* AIM OF THE EXERCISE *
Where the line containing "the man's grey" appears, start copying; continue through the last line below and copy nothing else.

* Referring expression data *
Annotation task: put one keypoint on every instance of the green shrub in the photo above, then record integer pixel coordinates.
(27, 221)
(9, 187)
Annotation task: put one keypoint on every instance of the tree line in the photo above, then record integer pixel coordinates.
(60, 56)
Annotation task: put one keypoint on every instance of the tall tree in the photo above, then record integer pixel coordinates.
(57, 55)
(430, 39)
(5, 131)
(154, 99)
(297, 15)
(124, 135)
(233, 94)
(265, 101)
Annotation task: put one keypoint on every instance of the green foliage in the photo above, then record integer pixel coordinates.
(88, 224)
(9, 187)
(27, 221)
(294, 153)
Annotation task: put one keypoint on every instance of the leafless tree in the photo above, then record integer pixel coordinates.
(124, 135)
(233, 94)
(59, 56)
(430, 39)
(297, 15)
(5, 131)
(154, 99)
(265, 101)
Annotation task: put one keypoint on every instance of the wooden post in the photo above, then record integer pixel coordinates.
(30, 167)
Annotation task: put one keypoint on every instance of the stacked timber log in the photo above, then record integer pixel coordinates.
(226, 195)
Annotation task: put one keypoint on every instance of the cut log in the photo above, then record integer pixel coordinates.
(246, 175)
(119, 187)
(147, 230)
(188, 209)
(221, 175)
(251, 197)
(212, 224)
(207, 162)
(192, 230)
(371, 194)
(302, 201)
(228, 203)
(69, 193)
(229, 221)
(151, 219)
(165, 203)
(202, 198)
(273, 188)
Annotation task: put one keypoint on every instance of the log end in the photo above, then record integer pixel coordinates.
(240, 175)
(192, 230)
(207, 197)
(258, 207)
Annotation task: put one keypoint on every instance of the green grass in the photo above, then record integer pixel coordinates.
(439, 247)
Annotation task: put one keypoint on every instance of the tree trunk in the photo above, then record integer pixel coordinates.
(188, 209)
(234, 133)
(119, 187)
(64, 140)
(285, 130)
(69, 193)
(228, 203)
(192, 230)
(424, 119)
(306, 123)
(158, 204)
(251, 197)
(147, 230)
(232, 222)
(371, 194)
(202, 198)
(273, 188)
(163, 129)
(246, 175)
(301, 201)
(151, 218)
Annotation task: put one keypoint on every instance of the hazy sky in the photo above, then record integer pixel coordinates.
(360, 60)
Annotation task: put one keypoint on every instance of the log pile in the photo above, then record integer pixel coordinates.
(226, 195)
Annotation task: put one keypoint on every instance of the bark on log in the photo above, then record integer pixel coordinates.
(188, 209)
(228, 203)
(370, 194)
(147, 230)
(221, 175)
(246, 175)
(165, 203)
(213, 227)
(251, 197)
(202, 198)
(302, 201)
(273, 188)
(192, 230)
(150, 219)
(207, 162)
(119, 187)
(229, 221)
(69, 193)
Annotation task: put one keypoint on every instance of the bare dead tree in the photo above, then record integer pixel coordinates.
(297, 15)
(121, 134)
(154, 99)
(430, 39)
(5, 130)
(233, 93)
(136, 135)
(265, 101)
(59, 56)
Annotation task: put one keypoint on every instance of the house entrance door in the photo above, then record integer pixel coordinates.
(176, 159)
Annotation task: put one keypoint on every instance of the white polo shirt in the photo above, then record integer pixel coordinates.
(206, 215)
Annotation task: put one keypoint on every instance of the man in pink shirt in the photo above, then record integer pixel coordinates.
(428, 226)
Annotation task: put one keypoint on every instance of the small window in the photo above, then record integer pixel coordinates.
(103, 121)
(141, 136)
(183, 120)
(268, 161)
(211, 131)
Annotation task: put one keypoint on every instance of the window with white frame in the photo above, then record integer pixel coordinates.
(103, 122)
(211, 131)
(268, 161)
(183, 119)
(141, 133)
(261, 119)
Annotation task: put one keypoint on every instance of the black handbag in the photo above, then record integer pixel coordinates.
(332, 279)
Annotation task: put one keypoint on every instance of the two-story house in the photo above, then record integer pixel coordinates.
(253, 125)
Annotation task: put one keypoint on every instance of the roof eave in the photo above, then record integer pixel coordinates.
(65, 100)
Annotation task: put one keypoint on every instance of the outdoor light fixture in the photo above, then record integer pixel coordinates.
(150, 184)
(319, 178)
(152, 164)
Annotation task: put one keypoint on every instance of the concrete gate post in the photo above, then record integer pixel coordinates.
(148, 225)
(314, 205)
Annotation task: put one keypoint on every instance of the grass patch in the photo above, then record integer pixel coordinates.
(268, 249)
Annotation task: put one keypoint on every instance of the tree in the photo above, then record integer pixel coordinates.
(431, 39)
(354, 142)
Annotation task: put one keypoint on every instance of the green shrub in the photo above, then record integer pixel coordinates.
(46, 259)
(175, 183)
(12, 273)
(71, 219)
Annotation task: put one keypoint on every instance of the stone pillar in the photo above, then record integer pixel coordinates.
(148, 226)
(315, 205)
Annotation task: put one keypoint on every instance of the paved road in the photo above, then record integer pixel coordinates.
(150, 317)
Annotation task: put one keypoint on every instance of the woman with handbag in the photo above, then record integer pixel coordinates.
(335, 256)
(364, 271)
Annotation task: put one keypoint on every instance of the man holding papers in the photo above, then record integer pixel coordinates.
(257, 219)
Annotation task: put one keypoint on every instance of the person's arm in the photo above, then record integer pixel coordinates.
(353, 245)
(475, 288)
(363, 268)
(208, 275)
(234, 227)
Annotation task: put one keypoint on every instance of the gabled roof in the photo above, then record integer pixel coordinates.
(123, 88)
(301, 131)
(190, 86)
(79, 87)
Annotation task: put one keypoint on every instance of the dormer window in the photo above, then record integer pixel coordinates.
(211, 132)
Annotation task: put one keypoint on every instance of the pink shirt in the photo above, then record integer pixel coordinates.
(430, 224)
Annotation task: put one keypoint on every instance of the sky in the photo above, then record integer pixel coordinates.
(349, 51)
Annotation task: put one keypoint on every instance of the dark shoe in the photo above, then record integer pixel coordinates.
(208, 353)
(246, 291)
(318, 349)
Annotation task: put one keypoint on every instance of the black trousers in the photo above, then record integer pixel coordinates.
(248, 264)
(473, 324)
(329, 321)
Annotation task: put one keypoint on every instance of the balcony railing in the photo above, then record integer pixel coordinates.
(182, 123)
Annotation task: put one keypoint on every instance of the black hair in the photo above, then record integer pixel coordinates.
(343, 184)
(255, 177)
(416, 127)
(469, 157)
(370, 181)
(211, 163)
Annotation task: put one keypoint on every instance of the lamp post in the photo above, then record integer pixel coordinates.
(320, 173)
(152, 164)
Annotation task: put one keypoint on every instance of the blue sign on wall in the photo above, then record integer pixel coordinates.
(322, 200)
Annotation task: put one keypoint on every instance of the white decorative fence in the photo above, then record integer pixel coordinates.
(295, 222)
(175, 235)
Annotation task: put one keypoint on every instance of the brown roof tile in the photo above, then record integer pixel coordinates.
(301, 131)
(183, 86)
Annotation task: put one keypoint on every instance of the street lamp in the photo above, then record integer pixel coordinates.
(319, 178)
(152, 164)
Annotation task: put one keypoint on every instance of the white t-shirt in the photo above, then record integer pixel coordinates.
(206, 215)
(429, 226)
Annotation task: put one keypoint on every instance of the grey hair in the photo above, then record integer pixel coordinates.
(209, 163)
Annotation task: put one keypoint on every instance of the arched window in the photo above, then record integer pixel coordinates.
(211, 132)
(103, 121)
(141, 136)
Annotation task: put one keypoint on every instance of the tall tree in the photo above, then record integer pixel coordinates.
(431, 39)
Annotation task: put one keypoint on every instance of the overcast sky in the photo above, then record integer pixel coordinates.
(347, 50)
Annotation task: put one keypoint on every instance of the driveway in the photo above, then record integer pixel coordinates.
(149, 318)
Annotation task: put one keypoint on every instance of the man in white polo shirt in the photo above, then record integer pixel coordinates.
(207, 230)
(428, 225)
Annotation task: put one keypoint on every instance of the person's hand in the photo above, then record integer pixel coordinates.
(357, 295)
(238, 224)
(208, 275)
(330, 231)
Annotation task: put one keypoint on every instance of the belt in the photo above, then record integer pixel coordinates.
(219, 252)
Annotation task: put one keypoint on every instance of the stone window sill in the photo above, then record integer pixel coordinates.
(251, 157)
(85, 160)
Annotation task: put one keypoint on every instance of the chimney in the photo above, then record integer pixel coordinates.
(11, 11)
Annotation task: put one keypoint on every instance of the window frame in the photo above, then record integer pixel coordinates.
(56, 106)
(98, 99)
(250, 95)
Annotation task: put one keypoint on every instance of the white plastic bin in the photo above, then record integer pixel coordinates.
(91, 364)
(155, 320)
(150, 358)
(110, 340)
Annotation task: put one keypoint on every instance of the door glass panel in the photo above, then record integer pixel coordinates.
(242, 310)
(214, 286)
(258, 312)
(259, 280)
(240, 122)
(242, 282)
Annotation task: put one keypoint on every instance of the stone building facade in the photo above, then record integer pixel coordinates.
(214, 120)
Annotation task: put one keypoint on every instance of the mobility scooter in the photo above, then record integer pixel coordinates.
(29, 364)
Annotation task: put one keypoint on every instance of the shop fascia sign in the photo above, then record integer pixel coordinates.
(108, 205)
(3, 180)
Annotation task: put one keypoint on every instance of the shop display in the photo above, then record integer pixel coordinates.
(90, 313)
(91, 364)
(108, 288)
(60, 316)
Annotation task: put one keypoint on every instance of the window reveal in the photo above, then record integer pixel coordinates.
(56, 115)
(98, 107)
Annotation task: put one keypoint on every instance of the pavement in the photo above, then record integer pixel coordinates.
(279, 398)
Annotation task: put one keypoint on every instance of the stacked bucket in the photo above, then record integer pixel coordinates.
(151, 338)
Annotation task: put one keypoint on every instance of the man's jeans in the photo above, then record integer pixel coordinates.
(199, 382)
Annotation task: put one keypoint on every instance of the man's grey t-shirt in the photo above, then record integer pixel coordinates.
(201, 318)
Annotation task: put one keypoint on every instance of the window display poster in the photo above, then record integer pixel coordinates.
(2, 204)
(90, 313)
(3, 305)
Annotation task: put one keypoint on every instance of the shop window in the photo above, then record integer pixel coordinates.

* OUTPUT OF THE TASK *
Annotation task: put one keypoint on every instance of the man's grey t-shirt in the photo above, then record integer pixel coordinates.
(201, 318)
Annotation task: put one keypoint on every instance of the window display poster in the photo above, then record integer pixel coordinates.
(2, 204)
(90, 313)
(3, 305)
Annotation task: put one keypoint on every instance of the shop window in the photo above, then record integer pixel coordinates.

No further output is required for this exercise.